TEXTO DE ORIGEM
OE 2015: tomada de posição do Grupo Economia e Sociedade

O Orçamento de Estado já não o é.
 Uma tomada de posição do Grupo Economia e Sociedade

1. Apreciação geral
A proposta de Orçamento do Estado para 2015, que contará, antecipadamente, com a aprovação da maioria parlamentar, não traz novidades substantivas relativamente aos orçamentos anteriores, os quais foram elaborados sob coação dos credores representados na Troika e eram defendidos pelos seus autores com esse argumento de imposição externa, um argumento compreensível, ainda que não inteiramente defensável.
Ao contrário do que seria necessário e expectável, se tivesse sido feita uma avaliação dos efeitos das políticas de austeridade seguidas nos últimos anos, não se vê, neste orçamento, o início da criação de uma sólida base para o desenvolvimento económico sustentável em anos futuros. Continua a faltar uma estratégia de desenvolvimento com objectivos e metas bem definidos e com os seus devidos reflexos no investimento público, na política de salários e de repartição de rendimento, no emprego, no bem-estar e qualidade de vida das pessoas, na erradicação da pobreza, na sustentabilidade ambiental e na coesão territorial e social.
O Governo insiste em subestimar o preceito constitucional de enquadramento efectivo do OE nas Grandes Opções do Plano, fazendo destas um exercício assente em pressupostos teóricos que reflectem uma clara opção ideológica acerca da bondade dos mercados conjugada com uma concepção de estado mínimo, que inclui a paulatina redução do âmbito do estado social e a progressiva alienação da prestação dos serviços sociais públicos (educação, saúde, segurança social) ao capital privado.
Em suma, o OE 2015 é um orçamento de continuidade, míope em relação às necessidades de desenvolvimento, à indispensável modernização do sector produtivo e à coesão social e territorial e não reflecte, com assertividade, as lições do passado recente.

CONJUNTO DE DADOS
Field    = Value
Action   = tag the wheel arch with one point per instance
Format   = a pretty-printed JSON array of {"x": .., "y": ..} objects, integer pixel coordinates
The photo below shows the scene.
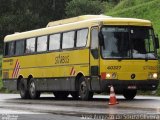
[{"x": 77, "y": 82}]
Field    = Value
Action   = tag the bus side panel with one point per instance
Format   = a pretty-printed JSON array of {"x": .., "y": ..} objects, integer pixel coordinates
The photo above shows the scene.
[{"x": 51, "y": 71}]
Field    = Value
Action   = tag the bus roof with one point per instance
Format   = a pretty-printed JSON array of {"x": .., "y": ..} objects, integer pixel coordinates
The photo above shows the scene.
[{"x": 77, "y": 23}]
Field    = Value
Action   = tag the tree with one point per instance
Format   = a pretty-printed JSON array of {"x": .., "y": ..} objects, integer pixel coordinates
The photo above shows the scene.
[
  {"x": 23, "y": 15},
  {"x": 81, "y": 7}
]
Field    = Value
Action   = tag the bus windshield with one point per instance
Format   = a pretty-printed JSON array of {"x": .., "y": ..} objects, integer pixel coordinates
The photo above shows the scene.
[{"x": 128, "y": 42}]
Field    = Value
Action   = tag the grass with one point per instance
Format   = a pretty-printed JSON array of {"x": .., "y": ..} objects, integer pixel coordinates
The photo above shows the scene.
[
  {"x": 0, "y": 71},
  {"x": 143, "y": 9}
]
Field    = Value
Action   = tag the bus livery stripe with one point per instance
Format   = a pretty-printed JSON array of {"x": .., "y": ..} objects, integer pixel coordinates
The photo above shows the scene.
[{"x": 16, "y": 69}]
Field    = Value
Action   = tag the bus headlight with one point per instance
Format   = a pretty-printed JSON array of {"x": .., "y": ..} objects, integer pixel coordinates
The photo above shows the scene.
[
  {"x": 152, "y": 76},
  {"x": 108, "y": 75},
  {"x": 155, "y": 75},
  {"x": 111, "y": 75}
]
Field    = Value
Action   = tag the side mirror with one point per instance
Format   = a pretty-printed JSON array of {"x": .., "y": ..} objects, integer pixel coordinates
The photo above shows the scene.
[
  {"x": 101, "y": 39},
  {"x": 156, "y": 42}
]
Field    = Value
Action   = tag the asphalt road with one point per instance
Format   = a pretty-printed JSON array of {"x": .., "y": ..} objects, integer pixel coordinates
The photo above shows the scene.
[{"x": 48, "y": 108}]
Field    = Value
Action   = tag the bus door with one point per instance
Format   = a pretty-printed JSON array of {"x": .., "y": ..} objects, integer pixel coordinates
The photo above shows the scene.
[{"x": 94, "y": 59}]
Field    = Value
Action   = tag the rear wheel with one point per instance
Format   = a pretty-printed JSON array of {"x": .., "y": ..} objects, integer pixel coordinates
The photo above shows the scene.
[
  {"x": 34, "y": 94},
  {"x": 129, "y": 94},
  {"x": 24, "y": 93},
  {"x": 84, "y": 92},
  {"x": 75, "y": 95},
  {"x": 61, "y": 94}
]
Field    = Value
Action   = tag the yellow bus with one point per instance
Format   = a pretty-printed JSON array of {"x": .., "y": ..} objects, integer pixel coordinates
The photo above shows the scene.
[{"x": 82, "y": 56}]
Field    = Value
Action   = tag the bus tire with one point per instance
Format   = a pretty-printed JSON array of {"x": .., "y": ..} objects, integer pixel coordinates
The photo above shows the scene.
[
  {"x": 129, "y": 94},
  {"x": 61, "y": 95},
  {"x": 34, "y": 94},
  {"x": 75, "y": 95},
  {"x": 24, "y": 93},
  {"x": 84, "y": 92}
]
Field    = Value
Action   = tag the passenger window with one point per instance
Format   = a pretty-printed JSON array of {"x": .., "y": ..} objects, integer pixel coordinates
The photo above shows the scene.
[
  {"x": 19, "y": 47},
  {"x": 54, "y": 42},
  {"x": 94, "y": 38},
  {"x": 42, "y": 44},
  {"x": 9, "y": 48},
  {"x": 30, "y": 45},
  {"x": 68, "y": 40},
  {"x": 81, "y": 37}
]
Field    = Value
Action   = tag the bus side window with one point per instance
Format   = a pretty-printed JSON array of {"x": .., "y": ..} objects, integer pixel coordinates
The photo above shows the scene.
[
  {"x": 19, "y": 47},
  {"x": 10, "y": 49},
  {"x": 82, "y": 36},
  {"x": 68, "y": 40},
  {"x": 6, "y": 49},
  {"x": 30, "y": 45},
  {"x": 94, "y": 42},
  {"x": 54, "y": 42},
  {"x": 42, "y": 44}
]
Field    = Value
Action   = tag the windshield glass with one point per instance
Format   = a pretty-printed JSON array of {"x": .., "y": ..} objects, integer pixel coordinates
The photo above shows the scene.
[{"x": 128, "y": 42}]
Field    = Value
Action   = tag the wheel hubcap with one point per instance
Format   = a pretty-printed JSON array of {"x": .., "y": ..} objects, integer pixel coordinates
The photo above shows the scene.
[{"x": 32, "y": 88}]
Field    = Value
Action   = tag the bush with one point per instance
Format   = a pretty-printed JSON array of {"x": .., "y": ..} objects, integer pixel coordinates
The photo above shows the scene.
[{"x": 82, "y": 7}]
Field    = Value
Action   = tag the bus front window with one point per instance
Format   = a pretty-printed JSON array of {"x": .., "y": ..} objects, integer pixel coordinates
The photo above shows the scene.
[{"x": 128, "y": 42}]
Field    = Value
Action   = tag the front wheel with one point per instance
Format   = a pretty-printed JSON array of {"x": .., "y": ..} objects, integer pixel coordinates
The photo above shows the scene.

INSTRUÇÕES DA TAREFA
Redija a continuação do texto sobre o Orçamento do Estado para 2015, começando a seguir à última frase apresentada.

RESPOSTA À TAREFA
Por todos estes motivos, constata o GES que se mantém a pertinência das críticas já apresentadas em relação ao OE 2014, também ele caracterizado por cortes na despesa, sem o devido enquadramento em opções de médio e longo prazo em ordem ao desenvolvimento económico e social equilibrado e sustentável, indiferente à desqualificação progressiva do modelo social, ao mesmo tempo que privilegia os interesses dos credores fazendo recair sobre a generalidade dos portugueses o ónus da consolidação orçamental e da falta de ética na condução dos negócios privados; em particular, mas não exclusivamente, no sector financeiro.

2.    A obsessão com o défice público
O Orçamento de Estado já não o é, do Estado; será, quando muito, um orçamento do Governo.
O OE 2015 reflecte as opções políticas do Governo que persiste em tomar como objectivo central, e quase exclusivo, a contenção do défice público, fixando-o em valor apenas ligeiramente superior ao estabelecido: 2,7% do PIB, em vez de 2,5%. Para sustentar aquele valor, é construído um cenário macroeconómico assente nomeadamente numa previsão de crescimento do PIB de 1,5%, bem acima do previsto para os nossos parceiros europeus. Por outro lado, o anunciado crescimento económico, através do estímulo ao investimento privado pela via da redução não selectiva do IRC, levanta sérias dúvidas acerca da sua viabilidade e do seu real impacto na transformação estrutural da economia, não obstante o esforço orçamental que implica.
O Orçamento carece, assim, de credibilidade, prolongando o clima depressivo e de incerteza em que o País tem vivido nos últimos anos, antecipando, desde já, a necessidade de sucessivos orçamentos rectificativos.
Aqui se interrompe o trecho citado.